§ **What to do**:
Answer from the Ebola article:
(a) How many new patients were diagnosed with Ebola virus days before the announcement of the end of the epidemic?
(b) In which country was the first case of Ebola diagnosed, and in what year?
(c) What total number of cases and mortality rate are given for the initial outbreak?

§ **Reading text**:

_ _ _ _ _

All About Ebola
- Sabrina Stransky
- Jun 28, 2025
- 5 min read
Ebola epidemics have spread through parts of Africa since 1976. The most recent outbreak started in 2018, and was to be declared over in April this year (2020). Unfortunately, days before the announcement of the end of the epidemic, 3 new patients were diagnosed with Ebola virus and succumbed to the disease (Yeung, 2020). This article will give an overview of Ebola and address the history, microbiology, transmission, presentation, and treatment of the disease. It will also briefly discuss the newly developed vaccine to prevent the infection.
The first case of Ebola was diagnosed in the Democratic Republic of Congo (DRC) in Africa in 1976. This initial outbreak had a total of 319 cases with a 90% mortality rate (Smith, 2006). A timeline of significant outbreaks in Africa is provided below.

_ _ _ _ _

§ **Data extracts**:
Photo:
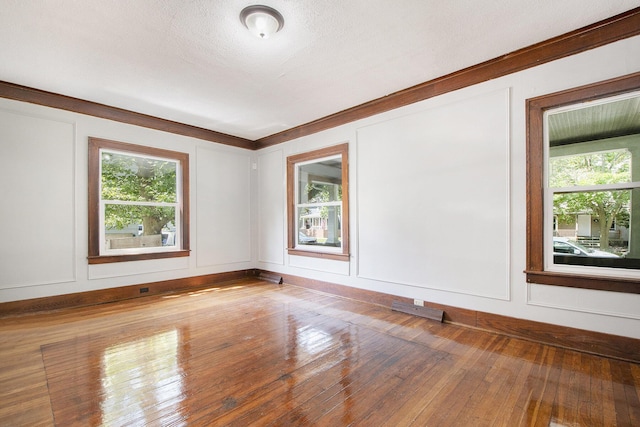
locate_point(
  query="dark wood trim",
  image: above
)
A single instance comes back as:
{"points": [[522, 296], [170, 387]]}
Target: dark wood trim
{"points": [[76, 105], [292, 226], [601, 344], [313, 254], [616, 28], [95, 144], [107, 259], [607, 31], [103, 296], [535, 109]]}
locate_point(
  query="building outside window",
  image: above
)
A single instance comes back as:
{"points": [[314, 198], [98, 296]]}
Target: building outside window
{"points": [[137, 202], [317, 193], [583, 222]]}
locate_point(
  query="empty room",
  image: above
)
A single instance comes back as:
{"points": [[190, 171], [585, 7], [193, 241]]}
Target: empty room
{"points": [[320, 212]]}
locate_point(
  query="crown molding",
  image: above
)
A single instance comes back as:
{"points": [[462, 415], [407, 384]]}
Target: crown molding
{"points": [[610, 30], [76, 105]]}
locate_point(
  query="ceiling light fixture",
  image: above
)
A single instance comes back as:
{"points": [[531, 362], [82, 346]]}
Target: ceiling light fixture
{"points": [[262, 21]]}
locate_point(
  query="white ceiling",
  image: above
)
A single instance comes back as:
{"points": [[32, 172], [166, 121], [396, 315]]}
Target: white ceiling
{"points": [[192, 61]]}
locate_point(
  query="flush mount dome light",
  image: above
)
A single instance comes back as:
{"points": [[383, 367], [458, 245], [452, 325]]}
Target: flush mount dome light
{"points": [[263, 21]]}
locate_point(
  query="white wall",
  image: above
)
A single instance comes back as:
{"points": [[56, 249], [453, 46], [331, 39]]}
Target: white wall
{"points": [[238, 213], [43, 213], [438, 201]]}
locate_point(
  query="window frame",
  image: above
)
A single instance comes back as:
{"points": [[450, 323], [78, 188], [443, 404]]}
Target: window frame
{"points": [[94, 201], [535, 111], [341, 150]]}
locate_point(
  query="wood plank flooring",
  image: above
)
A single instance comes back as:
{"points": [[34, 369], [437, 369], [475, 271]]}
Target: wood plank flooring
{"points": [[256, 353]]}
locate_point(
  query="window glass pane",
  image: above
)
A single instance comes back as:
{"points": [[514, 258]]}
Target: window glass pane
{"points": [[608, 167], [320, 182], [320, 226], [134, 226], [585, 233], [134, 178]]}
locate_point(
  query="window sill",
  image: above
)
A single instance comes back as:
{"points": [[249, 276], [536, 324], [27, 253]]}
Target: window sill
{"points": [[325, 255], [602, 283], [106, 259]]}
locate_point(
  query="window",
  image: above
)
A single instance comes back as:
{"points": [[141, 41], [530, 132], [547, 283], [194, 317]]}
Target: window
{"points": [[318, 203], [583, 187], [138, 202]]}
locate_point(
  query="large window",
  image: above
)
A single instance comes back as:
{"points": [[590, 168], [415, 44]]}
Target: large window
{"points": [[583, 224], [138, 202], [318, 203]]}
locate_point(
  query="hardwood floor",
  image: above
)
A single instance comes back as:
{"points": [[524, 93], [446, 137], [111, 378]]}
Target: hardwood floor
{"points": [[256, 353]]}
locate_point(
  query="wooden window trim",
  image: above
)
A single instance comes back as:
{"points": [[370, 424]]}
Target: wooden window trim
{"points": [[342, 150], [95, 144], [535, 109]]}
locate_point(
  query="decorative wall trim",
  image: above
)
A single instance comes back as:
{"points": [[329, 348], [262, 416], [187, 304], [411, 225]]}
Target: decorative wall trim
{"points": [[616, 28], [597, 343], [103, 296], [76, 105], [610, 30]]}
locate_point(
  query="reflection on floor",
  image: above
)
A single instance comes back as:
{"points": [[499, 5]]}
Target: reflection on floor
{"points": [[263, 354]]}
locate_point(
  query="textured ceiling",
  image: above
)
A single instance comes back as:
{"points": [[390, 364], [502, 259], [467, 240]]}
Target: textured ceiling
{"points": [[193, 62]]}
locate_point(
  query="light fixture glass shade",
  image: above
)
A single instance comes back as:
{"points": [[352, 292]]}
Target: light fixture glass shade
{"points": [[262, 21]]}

_ _ _ _ _

§ **Task answer**:
(a) 3 new patients.
(b) The Democratic Republic of Congo (DRC), in 1976.
(c) 319 cases, with a 90% mortality rate.